--- Dataset records ---

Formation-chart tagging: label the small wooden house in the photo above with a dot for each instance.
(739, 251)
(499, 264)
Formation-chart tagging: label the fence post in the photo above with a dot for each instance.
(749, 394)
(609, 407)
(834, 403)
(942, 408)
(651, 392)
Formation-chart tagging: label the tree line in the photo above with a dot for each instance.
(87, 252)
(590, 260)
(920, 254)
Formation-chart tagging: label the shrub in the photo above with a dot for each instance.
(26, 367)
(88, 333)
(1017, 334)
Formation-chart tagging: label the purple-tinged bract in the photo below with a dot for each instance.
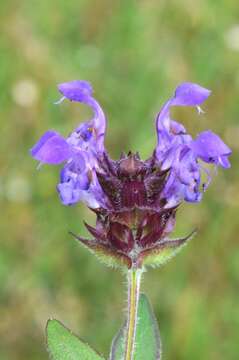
(135, 201)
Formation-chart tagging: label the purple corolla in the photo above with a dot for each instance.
(135, 201)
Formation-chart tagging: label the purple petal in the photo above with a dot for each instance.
(211, 149)
(76, 90)
(52, 148)
(81, 91)
(189, 94)
(186, 94)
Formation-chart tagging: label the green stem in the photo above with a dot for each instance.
(134, 277)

---

Please output only the lines running from the one that holds "Formation-chart tagging: label the tree" through the last line of the entries, both ends included, without any images.

Formation-chart tagging: label the tree line in the photo above with a dot for each instance.
(87, 252)
(590, 260)
(920, 254)
Formation-chart tagging: label the shrub in the photo above with a dot for each instance.
(26, 367)
(88, 333)
(1017, 334)
Formation-chart tagging: label the purple-tinged bract in the photo below with a dot for each instance.
(135, 201)
Formation-chart tagging: label the purple corolla in the photo above with a dot for each instance.
(135, 201)
Formation-chart tagging: label the purple petal in the photo above with a dot for each instance.
(211, 149)
(76, 90)
(52, 148)
(81, 91)
(189, 94)
(186, 94)
Formation-chart tagging: label the green stem in the photo above with a dot for each instance.
(134, 277)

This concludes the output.